== AIM OF THE EXERCISE ==
Rewrite everything in the listing from the line containing "Locate the black" down to the line containing "xmin=0 ymin=158 xmax=340 ymax=226", changing "named fields" to "labeled fields" and leaving all else unchanged. Give only those lines.

###

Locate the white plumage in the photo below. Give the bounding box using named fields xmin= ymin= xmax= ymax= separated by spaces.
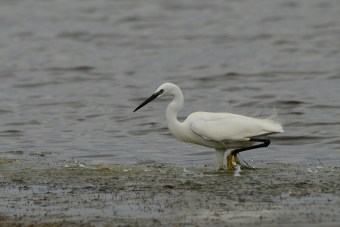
xmin=134 ymin=83 xmax=283 ymax=170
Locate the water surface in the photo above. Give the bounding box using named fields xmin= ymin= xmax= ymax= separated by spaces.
xmin=0 ymin=0 xmax=340 ymax=165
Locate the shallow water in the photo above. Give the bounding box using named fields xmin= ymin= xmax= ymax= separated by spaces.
xmin=0 ymin=0 xmax=340 ymax=166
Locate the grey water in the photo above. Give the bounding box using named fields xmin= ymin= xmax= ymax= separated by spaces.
xmin=0 ymin=0 xmax=340 ymax=165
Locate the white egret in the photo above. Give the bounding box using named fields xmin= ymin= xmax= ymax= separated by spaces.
xmin=133 ymin=83 xmax=283 ymax=170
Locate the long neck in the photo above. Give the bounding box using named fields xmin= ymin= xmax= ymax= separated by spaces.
xmin=166 ymin=88 xmax=184 ymax=132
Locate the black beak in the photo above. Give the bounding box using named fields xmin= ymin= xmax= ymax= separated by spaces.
xmin=133 ymin=89 xmax=163 ymax=112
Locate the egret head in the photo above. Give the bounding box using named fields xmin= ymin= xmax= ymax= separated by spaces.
xmin=133 ymin=83 xmax=179 ymax=112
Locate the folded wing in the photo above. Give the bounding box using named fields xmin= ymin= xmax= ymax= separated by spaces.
xmin=187 ymin=112 xmax=283 ymax=141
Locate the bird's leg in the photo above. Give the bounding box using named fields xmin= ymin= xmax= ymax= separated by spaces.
xmin=233 ymin=154 xmax=242 ymax=166
xmin=227 ymin=150 xmax=235 ymax=171
xmin=216 ymin=149 xmax=225 ymax=170
xmin=231 ymin=138 xmax=270 ymax=156
xmin=234 ymin=154 xmax=253 ymax=169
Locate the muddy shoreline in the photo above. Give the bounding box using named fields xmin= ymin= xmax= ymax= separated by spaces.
xmin=0 ymin=158 xmax=340 ymax=226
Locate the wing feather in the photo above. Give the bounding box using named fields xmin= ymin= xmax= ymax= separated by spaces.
xmin=188 ymin=112 xmax=283 ymax=141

###

== ANSWER TO THE PROBLEM ==
Locate the black beak in the photo above. Give the bounding box using labeled fields xmin= ymin= xmax= ymax= separated by spaces.
xmin=133 ymin=89 xmax=163 ymax=112
Locate the egret head in the photo above. Give the bounding box using labeled fields xmin= ymin= xmax= ymax= separated by spaces.
xmin=133 ymin=83 xmax=179 ymax=112
Locate the folded wing in the photo above. Give the bounding box using labeled fields xmin= ymin= xmax= ymax= separated by spaces.
xmin=187 ymin=112 xmax=283 ymax=141
Locate the bird's leg in the photo above. Give the bounding box using labeled fields xmin= ymin= xmax= ymax= separated by spaces.
xmin=233 ymin=154 xmax=242 ymax=166
xmin=227 ymin=150 xmax=235 ymax=171
xmin=216 ymin=149 xmax=225 ymax=170
xmin=231 ymin=138 xmax=270 ymax=156
xmin=234 ymin=154 xmax=253 ymax=169
Locate the muddy shoreline in the photo above. Give the bounding box using labeled fields xmin= ymin= xmax= ymax= separated by spaces.
xmin=0 ymin=158 xmax=340 ymax=226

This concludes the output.